■ **Task goal**
Could you show all lines in the entries below that contain the string "dark"?

Stored data:
--------------------------------
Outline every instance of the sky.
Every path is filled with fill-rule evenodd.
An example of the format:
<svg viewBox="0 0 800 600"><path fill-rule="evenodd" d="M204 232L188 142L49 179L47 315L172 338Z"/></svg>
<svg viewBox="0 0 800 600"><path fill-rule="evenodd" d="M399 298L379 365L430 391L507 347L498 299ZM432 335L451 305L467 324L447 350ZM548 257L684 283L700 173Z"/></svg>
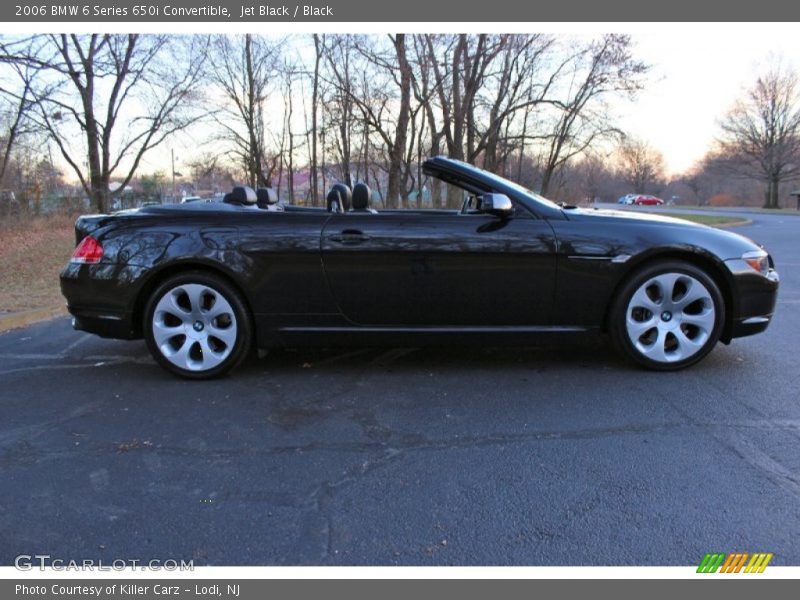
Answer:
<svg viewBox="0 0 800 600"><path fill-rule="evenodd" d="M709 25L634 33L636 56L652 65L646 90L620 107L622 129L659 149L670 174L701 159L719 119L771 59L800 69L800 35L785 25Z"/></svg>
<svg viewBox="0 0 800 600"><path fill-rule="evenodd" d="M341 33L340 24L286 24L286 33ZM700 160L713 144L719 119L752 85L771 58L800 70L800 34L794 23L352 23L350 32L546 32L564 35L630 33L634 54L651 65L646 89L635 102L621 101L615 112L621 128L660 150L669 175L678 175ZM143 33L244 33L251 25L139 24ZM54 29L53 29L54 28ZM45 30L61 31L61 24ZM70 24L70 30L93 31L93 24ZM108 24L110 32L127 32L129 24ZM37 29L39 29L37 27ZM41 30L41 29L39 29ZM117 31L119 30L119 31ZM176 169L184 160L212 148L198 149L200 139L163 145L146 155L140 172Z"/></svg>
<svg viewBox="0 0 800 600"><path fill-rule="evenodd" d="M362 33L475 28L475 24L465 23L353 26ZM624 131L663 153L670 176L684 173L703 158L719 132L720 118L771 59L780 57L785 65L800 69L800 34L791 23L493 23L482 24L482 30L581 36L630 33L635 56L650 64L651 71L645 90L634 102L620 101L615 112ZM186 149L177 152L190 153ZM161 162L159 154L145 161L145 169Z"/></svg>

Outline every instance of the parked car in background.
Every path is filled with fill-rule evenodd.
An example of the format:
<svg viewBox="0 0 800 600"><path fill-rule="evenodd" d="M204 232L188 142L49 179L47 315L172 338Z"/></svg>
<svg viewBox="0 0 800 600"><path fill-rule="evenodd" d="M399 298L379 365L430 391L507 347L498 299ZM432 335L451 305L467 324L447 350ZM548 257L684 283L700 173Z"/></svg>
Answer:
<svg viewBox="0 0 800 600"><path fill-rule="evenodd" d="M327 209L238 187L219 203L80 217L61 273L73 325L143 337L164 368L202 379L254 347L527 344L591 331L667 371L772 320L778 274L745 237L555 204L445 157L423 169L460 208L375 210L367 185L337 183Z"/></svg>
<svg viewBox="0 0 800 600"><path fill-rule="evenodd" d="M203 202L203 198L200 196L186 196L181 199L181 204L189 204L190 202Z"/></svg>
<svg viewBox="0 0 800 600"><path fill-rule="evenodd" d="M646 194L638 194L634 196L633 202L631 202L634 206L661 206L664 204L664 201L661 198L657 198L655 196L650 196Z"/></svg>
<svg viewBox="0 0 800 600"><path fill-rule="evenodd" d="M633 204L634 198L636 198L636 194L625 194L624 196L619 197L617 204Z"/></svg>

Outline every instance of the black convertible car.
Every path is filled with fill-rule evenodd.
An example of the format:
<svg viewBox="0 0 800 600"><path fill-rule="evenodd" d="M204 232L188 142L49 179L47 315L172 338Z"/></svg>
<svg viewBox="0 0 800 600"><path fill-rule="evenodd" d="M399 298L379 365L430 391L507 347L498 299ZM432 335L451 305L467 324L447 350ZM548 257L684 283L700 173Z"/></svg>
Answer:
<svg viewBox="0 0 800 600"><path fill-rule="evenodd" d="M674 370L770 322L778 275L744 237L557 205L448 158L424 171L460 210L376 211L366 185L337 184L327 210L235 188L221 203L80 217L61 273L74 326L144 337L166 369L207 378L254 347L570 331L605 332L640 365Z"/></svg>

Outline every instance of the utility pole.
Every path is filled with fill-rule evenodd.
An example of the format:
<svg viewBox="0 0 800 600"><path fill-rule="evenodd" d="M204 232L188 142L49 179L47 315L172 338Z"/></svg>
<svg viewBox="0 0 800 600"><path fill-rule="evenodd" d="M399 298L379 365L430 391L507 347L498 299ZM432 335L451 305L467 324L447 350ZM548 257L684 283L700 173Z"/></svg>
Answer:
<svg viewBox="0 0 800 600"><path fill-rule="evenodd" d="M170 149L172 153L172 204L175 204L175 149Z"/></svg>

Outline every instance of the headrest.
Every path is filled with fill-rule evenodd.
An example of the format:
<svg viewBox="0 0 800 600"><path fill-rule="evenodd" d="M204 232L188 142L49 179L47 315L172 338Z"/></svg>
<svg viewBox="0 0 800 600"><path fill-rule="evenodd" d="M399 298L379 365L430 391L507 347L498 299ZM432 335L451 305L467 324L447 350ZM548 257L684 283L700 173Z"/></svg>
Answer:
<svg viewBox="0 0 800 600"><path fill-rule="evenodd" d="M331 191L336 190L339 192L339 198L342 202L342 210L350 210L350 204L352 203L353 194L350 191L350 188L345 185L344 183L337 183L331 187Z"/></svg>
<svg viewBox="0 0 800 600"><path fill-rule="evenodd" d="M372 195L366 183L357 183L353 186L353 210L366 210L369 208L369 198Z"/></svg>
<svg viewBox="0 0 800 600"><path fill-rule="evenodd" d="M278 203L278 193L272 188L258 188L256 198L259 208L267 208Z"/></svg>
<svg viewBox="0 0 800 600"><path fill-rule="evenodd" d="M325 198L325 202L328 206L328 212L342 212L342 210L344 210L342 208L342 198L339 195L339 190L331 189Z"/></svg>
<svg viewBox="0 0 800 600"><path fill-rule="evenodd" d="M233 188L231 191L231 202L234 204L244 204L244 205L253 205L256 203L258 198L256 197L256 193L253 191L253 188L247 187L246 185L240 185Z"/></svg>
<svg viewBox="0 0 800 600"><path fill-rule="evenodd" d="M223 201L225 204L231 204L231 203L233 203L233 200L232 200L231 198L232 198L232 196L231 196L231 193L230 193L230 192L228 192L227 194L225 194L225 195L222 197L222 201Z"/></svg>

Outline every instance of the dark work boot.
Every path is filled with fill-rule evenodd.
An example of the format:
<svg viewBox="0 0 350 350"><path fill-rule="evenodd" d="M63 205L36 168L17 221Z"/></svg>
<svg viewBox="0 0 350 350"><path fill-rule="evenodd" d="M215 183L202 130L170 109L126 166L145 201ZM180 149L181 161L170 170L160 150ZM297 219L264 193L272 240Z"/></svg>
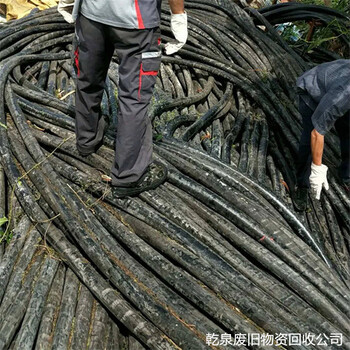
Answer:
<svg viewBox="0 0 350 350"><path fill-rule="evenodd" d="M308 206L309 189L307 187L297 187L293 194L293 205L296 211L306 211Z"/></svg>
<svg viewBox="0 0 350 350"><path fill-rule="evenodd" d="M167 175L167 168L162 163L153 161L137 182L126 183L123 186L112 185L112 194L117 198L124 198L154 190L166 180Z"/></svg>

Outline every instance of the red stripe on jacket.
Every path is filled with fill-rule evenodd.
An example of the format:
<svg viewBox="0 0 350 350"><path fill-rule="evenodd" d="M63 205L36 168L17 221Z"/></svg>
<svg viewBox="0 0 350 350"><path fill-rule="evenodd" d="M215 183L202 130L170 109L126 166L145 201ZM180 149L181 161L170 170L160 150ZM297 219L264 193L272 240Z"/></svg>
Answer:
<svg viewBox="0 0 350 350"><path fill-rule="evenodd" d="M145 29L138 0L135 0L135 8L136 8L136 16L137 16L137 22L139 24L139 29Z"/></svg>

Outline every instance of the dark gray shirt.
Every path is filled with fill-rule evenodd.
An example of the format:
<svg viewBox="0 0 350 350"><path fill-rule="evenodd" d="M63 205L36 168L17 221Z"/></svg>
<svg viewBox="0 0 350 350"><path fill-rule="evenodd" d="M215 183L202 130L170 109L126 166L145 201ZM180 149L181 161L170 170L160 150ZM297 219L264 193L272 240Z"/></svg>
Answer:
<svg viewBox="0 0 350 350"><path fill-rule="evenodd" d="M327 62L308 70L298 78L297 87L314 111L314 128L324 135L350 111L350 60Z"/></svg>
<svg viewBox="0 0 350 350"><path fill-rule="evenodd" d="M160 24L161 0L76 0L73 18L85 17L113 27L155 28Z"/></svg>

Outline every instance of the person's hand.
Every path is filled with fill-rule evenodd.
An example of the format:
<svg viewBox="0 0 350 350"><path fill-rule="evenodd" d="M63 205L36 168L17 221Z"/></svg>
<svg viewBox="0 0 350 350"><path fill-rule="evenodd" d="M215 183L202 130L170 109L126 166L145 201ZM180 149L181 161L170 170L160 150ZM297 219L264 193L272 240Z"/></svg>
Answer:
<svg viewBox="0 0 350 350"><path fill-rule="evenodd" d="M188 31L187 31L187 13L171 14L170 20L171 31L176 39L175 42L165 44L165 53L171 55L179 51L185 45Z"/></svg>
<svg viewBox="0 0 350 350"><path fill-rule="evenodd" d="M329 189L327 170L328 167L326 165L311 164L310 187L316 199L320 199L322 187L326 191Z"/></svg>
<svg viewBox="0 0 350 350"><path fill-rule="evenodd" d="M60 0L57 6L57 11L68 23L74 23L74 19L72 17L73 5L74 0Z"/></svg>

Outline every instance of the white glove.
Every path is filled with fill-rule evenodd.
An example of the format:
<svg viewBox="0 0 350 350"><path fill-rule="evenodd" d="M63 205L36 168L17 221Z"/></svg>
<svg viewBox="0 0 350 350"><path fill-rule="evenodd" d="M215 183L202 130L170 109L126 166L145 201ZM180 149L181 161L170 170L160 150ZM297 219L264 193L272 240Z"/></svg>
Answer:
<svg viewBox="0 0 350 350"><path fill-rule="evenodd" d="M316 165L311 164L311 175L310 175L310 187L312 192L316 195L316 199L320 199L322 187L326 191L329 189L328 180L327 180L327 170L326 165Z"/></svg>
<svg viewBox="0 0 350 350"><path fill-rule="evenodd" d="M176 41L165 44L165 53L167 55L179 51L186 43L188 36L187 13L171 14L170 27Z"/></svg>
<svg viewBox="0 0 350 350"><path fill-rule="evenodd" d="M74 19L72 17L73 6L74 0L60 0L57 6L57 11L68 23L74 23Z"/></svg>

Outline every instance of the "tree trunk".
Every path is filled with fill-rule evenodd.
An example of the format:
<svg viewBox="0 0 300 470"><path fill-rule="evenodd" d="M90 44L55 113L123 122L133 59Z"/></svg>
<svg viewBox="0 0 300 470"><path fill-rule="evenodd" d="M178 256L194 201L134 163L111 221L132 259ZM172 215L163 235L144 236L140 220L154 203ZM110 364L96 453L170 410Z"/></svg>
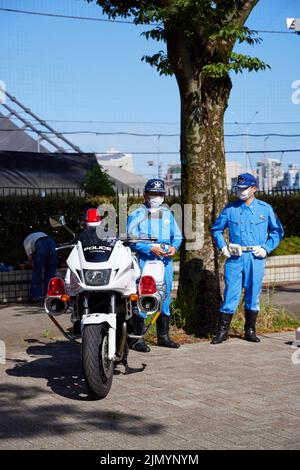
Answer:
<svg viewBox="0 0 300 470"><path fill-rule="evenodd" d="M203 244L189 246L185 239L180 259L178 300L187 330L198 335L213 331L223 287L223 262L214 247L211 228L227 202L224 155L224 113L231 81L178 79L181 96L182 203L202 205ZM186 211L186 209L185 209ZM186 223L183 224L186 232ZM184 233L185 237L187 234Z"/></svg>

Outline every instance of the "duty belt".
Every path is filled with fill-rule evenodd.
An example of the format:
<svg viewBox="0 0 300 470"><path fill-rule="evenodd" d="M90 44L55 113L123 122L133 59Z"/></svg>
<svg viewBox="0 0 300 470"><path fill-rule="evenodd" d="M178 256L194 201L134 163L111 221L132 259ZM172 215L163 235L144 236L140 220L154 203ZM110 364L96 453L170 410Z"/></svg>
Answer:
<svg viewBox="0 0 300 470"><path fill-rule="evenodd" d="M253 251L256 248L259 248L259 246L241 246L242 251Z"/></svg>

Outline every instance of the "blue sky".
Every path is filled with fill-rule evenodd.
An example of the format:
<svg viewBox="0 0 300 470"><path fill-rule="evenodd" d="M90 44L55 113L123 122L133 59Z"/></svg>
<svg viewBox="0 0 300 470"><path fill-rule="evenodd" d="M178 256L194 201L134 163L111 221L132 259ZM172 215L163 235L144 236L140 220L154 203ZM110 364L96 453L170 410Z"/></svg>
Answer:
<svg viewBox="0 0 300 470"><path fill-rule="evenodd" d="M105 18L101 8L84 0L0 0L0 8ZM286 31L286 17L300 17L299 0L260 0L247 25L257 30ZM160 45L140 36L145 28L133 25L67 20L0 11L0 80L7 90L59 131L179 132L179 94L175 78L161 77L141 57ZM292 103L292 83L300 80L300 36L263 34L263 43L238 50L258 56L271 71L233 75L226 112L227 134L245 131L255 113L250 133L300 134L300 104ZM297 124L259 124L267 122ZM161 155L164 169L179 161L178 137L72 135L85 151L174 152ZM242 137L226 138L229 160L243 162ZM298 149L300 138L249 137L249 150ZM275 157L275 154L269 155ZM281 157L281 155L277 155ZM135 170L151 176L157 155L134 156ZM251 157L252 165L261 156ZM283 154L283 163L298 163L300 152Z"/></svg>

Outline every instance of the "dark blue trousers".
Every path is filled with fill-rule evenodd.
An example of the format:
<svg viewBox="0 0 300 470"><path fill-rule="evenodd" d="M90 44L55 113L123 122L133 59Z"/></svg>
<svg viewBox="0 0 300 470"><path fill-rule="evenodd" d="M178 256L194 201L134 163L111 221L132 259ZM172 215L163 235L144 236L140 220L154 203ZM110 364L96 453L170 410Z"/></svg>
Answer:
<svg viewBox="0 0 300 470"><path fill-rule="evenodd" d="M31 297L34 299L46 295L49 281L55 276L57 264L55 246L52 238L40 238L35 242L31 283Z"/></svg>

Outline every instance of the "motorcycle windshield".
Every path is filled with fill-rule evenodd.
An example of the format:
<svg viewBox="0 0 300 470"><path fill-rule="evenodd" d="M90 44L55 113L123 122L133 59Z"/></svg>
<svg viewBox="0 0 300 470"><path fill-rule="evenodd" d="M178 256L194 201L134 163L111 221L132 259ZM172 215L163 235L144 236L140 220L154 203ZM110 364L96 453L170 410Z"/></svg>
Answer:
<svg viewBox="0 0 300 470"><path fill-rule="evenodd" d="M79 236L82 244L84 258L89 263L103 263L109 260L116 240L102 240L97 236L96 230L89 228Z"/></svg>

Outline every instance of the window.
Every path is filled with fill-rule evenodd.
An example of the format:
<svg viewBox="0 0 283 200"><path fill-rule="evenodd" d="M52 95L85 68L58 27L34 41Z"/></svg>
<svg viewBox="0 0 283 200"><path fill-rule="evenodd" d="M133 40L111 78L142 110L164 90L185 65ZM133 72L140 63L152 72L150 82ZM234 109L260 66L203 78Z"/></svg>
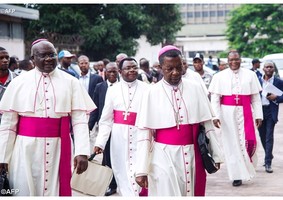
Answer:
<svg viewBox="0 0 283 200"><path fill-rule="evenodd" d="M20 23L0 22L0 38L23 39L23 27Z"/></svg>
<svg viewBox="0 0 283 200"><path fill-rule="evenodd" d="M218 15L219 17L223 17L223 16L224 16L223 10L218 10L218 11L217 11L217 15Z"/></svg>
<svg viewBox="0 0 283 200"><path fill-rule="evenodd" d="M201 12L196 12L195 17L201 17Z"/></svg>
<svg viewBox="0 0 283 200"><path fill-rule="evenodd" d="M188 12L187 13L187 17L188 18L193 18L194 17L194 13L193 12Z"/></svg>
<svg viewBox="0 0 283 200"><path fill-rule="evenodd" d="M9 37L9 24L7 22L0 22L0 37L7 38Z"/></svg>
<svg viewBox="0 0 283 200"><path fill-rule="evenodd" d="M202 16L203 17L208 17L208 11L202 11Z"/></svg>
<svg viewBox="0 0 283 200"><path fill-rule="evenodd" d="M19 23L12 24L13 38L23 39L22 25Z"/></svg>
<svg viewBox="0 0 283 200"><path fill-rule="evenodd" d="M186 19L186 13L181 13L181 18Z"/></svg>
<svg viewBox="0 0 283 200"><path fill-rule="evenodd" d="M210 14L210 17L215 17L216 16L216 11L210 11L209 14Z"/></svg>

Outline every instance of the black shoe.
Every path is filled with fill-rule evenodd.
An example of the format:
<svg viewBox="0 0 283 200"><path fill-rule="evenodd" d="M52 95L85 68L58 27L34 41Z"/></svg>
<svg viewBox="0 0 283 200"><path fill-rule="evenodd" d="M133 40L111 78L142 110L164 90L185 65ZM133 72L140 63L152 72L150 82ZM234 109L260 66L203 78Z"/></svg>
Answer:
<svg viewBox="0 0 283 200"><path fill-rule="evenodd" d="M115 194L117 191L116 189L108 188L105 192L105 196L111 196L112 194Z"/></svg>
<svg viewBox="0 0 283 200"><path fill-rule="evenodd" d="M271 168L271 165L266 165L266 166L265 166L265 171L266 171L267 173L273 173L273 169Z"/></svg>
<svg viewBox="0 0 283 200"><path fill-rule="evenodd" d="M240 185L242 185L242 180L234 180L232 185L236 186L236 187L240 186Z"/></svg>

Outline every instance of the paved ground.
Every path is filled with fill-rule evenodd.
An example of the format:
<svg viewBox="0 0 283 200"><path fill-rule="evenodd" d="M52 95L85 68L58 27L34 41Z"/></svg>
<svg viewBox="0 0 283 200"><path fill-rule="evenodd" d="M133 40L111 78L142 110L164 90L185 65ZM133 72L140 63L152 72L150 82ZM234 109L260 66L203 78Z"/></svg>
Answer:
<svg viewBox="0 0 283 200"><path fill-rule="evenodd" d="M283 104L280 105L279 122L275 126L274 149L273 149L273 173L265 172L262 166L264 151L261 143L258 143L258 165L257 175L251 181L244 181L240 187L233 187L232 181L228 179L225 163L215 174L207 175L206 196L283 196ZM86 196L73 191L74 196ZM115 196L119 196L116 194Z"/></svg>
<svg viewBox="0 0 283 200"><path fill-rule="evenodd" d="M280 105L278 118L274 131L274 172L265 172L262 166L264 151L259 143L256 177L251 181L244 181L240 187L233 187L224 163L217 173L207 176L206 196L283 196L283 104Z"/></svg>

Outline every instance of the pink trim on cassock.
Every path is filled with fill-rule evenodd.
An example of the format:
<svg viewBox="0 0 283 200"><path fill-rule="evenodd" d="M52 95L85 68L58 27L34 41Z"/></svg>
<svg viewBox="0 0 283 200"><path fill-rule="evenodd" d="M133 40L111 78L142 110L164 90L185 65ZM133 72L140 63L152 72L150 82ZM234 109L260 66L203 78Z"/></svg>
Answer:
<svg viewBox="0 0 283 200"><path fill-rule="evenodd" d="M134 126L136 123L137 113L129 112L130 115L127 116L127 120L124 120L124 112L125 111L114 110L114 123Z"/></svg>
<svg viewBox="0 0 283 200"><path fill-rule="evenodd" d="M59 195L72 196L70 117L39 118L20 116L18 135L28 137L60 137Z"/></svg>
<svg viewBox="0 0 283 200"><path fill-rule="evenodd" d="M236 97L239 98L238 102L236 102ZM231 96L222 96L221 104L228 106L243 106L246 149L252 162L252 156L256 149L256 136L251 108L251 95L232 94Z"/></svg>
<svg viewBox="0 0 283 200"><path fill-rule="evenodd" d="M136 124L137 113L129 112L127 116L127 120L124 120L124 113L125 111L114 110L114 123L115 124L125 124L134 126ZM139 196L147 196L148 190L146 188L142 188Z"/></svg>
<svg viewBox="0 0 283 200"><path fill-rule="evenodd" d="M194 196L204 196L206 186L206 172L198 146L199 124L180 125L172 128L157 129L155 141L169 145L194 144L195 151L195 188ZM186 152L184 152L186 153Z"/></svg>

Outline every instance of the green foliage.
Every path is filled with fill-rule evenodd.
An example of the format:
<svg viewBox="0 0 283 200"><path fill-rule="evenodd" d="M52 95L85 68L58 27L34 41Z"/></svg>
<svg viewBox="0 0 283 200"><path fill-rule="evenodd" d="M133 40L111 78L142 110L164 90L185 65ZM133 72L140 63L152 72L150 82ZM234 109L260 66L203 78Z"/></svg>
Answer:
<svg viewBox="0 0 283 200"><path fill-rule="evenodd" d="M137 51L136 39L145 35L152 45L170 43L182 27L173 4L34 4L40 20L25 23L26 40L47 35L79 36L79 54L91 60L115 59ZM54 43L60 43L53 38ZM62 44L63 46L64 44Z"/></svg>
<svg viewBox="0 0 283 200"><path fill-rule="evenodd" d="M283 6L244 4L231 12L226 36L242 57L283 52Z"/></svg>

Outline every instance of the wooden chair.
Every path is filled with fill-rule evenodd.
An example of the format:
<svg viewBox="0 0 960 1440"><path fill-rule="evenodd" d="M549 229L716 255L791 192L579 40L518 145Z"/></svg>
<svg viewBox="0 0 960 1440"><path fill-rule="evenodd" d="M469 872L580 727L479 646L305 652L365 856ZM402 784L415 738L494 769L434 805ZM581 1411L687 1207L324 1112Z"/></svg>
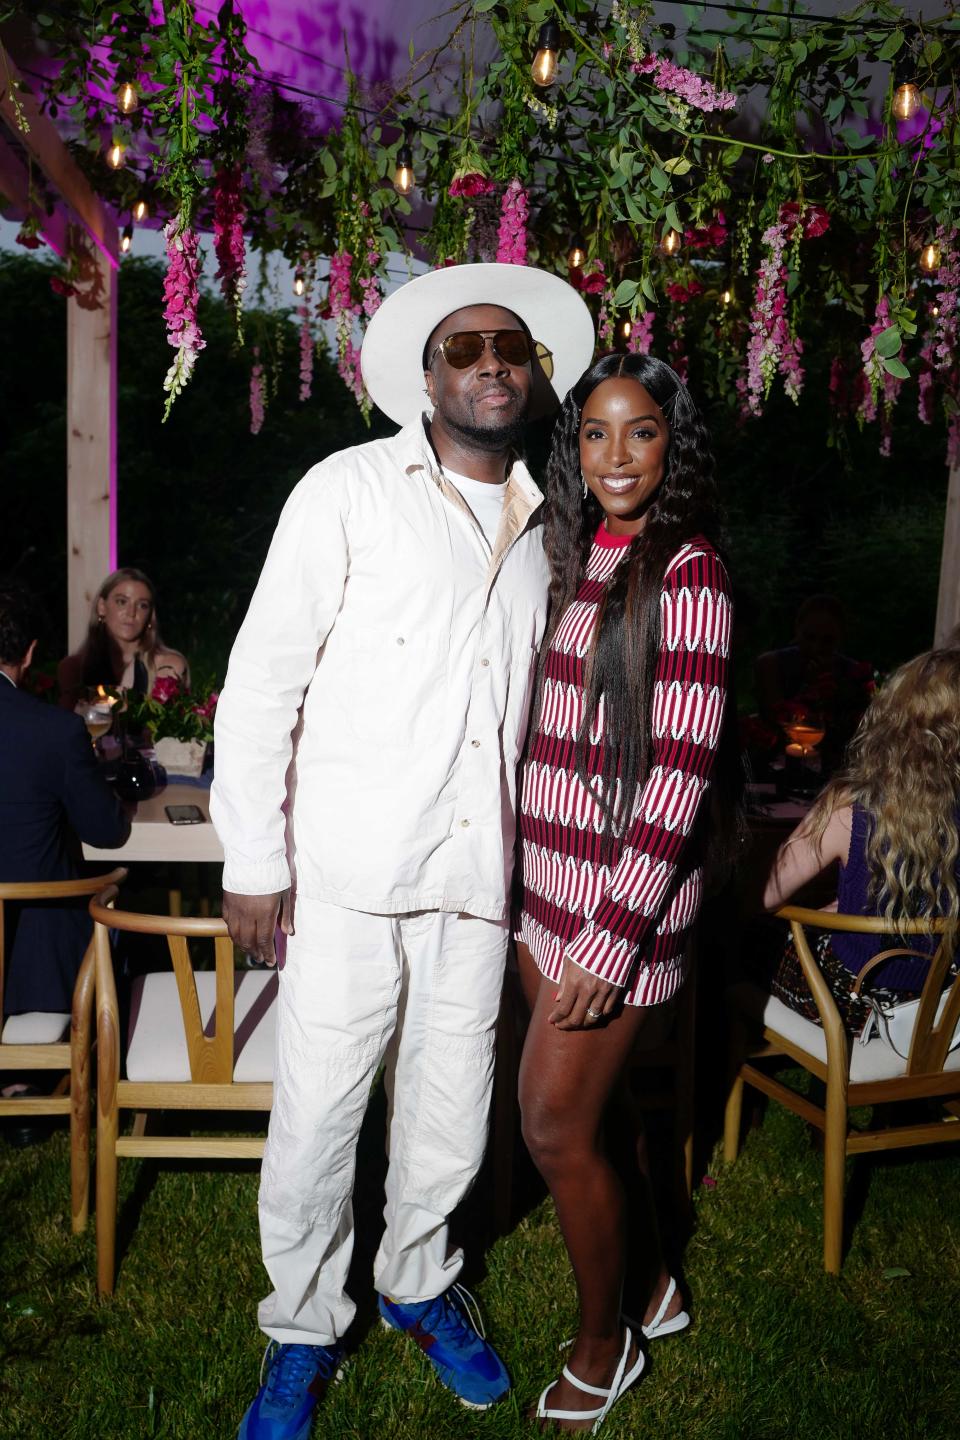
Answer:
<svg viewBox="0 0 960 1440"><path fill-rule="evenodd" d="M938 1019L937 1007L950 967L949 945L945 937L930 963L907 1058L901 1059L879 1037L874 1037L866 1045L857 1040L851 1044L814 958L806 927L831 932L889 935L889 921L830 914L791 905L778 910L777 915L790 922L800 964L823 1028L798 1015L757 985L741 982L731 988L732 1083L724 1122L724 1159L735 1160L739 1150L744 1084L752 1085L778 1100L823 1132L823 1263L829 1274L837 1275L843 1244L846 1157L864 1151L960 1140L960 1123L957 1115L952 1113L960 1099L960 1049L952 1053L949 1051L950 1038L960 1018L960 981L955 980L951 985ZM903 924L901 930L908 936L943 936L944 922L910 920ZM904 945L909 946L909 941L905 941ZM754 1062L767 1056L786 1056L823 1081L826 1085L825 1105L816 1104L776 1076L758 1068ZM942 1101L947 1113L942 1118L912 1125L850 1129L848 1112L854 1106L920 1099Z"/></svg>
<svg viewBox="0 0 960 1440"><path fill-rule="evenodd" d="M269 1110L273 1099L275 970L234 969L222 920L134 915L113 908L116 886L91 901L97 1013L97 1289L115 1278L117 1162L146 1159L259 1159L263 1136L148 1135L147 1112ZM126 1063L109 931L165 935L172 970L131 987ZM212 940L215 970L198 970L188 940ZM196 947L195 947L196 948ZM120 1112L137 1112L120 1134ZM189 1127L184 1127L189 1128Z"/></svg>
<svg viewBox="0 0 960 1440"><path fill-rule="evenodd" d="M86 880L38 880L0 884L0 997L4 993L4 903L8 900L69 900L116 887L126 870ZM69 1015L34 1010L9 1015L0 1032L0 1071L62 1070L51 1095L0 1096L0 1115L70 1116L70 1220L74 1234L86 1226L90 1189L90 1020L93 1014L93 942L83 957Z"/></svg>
--------------------------------
■ **Output of the task**
Outline every instance of the dark work boot.
Outline every instance of the dark gray shirt.
Outline every instance of the "dark blue trousers".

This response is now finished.